:: RECORDED INFORMATION

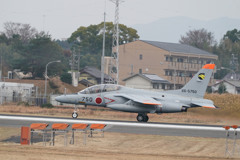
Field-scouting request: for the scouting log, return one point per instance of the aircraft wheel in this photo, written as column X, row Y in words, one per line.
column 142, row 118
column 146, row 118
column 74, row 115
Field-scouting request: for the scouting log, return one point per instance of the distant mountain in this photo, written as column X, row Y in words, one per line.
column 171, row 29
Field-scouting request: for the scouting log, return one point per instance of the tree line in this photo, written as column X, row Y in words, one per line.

::::
:: RECORDED INFORMATION

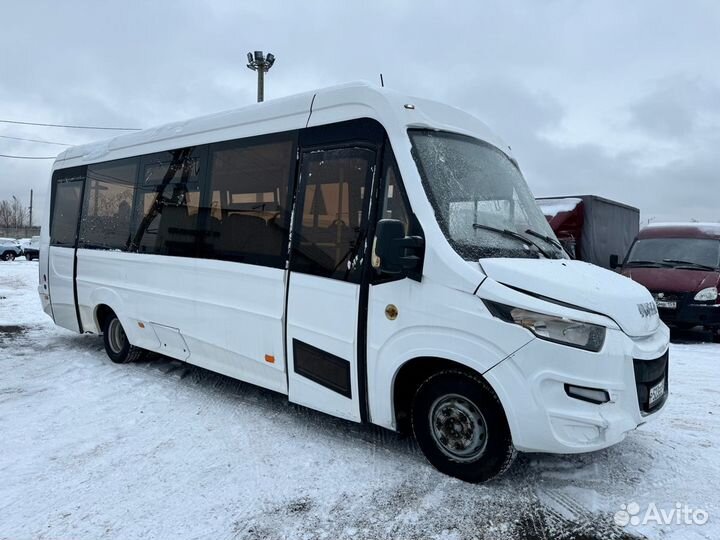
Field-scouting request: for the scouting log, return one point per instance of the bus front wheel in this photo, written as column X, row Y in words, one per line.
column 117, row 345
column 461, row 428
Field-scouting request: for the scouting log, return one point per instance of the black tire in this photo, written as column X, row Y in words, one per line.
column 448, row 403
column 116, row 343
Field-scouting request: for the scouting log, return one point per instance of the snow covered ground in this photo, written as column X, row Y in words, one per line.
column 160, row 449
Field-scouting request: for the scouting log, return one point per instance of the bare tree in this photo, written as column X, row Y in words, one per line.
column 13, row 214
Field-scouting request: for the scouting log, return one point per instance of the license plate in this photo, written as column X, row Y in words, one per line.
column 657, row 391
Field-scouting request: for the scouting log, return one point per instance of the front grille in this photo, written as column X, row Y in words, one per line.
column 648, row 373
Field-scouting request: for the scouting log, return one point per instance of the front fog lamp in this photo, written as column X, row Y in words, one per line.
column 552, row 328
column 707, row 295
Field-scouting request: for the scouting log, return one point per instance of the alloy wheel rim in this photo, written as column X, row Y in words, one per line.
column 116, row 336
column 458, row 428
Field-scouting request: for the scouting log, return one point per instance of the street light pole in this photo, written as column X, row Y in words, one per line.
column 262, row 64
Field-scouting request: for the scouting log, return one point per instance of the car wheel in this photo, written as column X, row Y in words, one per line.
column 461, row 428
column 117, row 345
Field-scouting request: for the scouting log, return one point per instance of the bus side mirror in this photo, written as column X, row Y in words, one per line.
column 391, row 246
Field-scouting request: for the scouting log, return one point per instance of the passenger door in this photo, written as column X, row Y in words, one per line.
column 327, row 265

::::
:: RECORDED INFORMATION

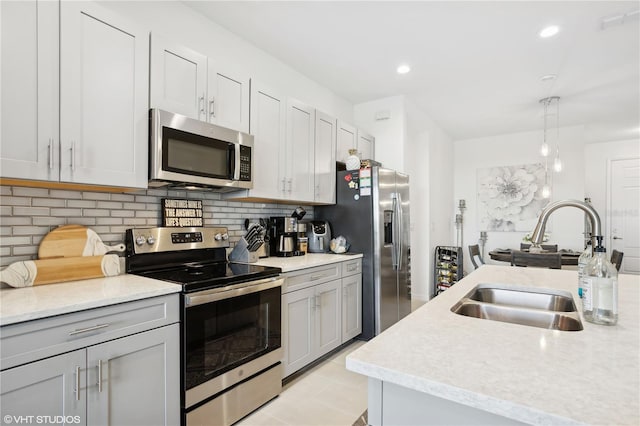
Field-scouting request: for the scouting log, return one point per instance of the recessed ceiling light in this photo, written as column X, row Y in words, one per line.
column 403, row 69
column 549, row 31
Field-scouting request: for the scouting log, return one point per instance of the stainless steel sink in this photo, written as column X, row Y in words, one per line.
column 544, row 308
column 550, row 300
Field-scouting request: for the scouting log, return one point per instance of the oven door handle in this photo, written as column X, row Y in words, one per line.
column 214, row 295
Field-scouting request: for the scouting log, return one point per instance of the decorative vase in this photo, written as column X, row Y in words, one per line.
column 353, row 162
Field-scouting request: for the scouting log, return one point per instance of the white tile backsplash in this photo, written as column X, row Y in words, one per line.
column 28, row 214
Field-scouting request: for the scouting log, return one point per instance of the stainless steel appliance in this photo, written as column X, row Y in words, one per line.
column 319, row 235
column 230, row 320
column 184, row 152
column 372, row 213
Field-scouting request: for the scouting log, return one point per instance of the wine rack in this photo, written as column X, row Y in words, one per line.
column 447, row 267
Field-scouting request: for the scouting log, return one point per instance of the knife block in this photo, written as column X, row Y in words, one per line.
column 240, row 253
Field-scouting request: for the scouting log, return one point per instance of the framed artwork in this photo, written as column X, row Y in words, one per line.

::::

__ASSIGNMENT__
From the records above, extract exactly and only the lines that begin at the line with "of the recessed" and stop after the line with "of the framed".

__RESPONSE AREA__
Field-scouting request: for the scouting log, return one point per instance of the recessed ceiling light in this photo, written as column X, row Y in words, one per line.
column 403, row 69
column 549, row 31
Field-scouting request: for the scouting log, return one point per instance of the stainless steel sink in this photo, written as column X, row Y in words, one per line.
column 544, row 308
column 550, row 300
Field-scouting request: for the scouting log, return one point per instance of the oven door handle in this photo, written as column X, row Y in words, one per line.
column 214, row 295
Field-scouting request: for the scouting log, return one point per instance of the decorative vase in this photo, written as column X, row Y in words, one per line.
column 353, row 162
Field-scouting request: for the scouting log, return one point per instance of the white tile backsplash in this photo, written as column X, row Y in words, one per line.
column 28, row 214
Field-scouting request: for the scouting log, return one point per instance of the stainless steel appliance in this photo, written as column X, row Y in words, one per line.
column 319, row 235
column 230, row 320
column 184, row 152
column 372, row 213
Field-scouting request: for the scouting log, return one point per instance of the wine rack in this photo, written as column X, row Y in words, one per line.
column 447, row 267
Field-scouting request: for the scouting log, return one point per instance of the knife block in this photo, written as column X, row Y in words, one per line.
column 240, row 253
Field-scouting request: for the scouting log, return one point per instance of the framed artwork in this photo, written as column X, row Y in words, one per line.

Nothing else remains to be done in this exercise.